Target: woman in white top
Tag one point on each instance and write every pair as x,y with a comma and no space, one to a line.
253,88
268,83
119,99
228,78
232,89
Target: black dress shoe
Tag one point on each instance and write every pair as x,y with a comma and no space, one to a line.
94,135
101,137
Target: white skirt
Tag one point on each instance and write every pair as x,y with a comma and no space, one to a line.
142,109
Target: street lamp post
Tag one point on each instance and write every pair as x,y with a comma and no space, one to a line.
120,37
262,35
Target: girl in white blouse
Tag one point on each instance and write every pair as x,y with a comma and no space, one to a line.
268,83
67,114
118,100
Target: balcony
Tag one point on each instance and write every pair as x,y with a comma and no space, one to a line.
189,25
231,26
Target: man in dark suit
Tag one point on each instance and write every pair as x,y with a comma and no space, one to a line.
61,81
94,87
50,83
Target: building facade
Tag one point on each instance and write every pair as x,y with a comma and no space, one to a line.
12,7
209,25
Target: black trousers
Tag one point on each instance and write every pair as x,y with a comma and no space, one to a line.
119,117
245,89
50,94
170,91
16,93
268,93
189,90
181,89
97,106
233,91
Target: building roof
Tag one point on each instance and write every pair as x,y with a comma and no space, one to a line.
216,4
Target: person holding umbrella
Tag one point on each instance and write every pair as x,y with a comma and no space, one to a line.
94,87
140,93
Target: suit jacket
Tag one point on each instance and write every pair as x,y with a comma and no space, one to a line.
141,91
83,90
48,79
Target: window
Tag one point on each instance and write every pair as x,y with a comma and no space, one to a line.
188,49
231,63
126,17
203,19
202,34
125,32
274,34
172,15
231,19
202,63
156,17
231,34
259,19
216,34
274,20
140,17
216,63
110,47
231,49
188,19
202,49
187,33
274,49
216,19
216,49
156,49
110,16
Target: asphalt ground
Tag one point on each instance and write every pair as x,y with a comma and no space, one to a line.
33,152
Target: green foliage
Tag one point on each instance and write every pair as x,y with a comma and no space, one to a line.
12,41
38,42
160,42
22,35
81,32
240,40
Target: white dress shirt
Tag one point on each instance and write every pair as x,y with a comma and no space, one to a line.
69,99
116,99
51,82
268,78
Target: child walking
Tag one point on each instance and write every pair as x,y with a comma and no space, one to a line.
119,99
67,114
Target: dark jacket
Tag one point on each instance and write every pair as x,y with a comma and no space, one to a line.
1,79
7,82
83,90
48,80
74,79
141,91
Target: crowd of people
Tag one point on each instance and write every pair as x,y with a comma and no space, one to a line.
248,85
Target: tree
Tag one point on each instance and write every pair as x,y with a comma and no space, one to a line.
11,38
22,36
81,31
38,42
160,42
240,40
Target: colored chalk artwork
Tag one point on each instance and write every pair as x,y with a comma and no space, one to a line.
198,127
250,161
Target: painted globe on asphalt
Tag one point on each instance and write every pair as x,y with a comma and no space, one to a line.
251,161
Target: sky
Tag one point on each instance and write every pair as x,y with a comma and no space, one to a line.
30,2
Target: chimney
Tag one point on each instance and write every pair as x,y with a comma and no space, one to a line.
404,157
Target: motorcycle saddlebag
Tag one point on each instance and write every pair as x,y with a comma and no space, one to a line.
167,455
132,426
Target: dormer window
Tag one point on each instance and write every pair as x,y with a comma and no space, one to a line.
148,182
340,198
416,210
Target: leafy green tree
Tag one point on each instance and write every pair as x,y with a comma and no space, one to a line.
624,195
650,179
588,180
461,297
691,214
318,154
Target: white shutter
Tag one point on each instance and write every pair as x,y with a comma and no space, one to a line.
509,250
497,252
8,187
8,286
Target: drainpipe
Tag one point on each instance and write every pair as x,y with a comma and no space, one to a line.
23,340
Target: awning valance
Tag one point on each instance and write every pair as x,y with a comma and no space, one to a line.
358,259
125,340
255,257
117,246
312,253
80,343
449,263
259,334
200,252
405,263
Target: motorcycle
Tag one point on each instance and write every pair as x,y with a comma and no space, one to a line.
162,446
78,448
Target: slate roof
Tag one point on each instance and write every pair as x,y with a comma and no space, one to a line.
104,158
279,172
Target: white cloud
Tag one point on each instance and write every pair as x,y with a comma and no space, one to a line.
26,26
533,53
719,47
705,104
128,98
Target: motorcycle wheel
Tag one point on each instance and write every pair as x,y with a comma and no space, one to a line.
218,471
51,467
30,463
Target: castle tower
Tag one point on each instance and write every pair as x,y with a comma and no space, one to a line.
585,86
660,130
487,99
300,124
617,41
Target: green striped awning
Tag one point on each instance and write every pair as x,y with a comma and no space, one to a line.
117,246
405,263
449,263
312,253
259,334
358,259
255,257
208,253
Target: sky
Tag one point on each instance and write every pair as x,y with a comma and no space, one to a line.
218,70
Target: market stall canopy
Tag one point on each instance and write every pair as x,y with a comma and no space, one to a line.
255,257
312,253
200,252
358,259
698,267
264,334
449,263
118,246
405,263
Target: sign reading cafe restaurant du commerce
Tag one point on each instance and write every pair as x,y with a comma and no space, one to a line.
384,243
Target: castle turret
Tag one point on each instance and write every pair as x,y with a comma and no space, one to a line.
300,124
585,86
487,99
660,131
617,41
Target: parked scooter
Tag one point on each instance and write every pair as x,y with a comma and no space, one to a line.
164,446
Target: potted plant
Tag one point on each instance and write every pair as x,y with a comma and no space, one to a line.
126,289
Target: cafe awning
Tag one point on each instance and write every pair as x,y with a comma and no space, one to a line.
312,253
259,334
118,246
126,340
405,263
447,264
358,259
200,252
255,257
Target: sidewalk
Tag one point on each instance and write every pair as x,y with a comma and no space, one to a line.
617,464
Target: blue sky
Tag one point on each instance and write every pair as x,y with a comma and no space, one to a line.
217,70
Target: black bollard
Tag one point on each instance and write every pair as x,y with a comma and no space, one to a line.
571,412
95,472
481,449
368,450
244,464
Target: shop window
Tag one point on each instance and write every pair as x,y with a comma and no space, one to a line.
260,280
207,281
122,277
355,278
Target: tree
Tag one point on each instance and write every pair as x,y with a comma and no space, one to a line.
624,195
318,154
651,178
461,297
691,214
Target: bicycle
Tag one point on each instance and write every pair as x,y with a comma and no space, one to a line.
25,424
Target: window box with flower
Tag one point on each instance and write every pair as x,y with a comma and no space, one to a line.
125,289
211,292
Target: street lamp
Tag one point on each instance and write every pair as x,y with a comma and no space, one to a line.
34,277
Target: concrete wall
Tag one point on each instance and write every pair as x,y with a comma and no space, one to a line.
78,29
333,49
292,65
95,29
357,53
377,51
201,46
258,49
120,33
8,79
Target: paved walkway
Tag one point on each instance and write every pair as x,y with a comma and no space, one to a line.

-*-*-

● Your instructions:
Convert the part of the rows above that opens with the line containing "Target: paved walkway" and runs to the end of the rows into a JSON list of strings, one string per line, with blank lines left out.

● Solution:
[
  "Target: paved walkway",
  "Tag one point on each instance and write every pair as x,y with a comma and no space, one to a line."
]